## Job 1
Output the passage of the piece on National Pralines Day word for word, beginning at the words "History of National" and stopping after "the true creator.".
## Job 2
Using the piece on National Pralines Day, answer yes or no to each statement and quote the exact words that decide it. (a) Pralines are often made with pecans or almonds. (b) Clement Lassagne was the chef of France's Marshal du Plessis-Praslin. (c) In one account, Lassagne's apprentice caramelized almonds over a candle.

## Excerpt to read
National Pralines Day – June 24, 2020

Wed Jun 24

National Pralines Day is on June 24 that celebrates a nut-based creamy confection that can be enjoyed in an assortment of ways. Pralines are a smooth and sweet treat made with nuts, sugar, and sometimes cream. They can be used in cookies, candy, and as a paste and they’re often made with pecans or almonds. The name is believed to have been inspired by French sugar industrialist and French diplomat César, duc de Choiseul, comte du Plessis-Praslin who used a powder called pralin made by grinding sugar-coated nuts.

History of National Pralines Day

During the seventeenth century, France’s Marshal du Plessis-Praslin was responsible for the fame and name of the praline, but many believe that it was his chef, Clement Lassagne who was the true creator. 

In one account, the idea for pralines came from Lassagne’s children who snacked on the leftover almonds and caramel from earlier culinary projects which inspired the idea. In another, the children had caramelized almonds over a candle and Lassagne followed the scent and discovered the magic of the mixture. And in yet another, Lassagne’s apprentice accidentally knocked a container of almonds into a vat of cooking caramel.

## Data excerpt
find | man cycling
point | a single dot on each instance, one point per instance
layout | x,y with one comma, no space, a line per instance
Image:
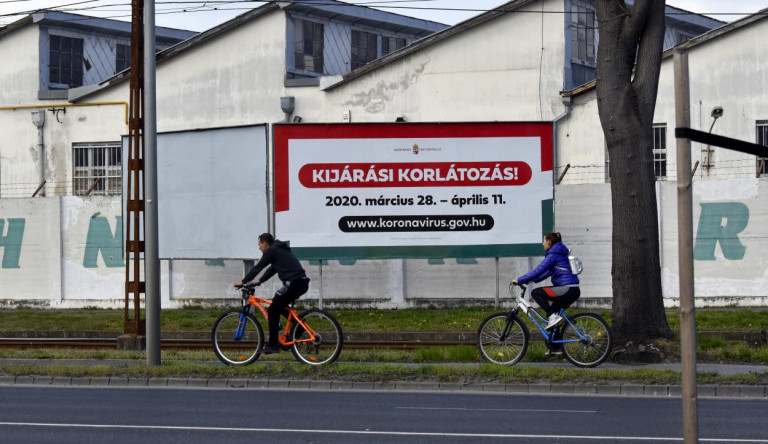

## Complete response 1
History of National Pralines Day

During the seventeenth century, France’s Marshal du Plessis-Praslin was responsible for the fame and name of the praline, but many believe that it was his chef, Clement Lassagne who was the true creator.

## Complete response 2
(a) Yes: "they’re often made with pecans or almonds"
(b) Yes: "France’s Marshal du Plessis-Praslin was responsible for the fame and name of the praline, but many believe that it was his chef, Clement Lassagne who was the true creator"
(c) No: "the children had caramelized almonds over a candle"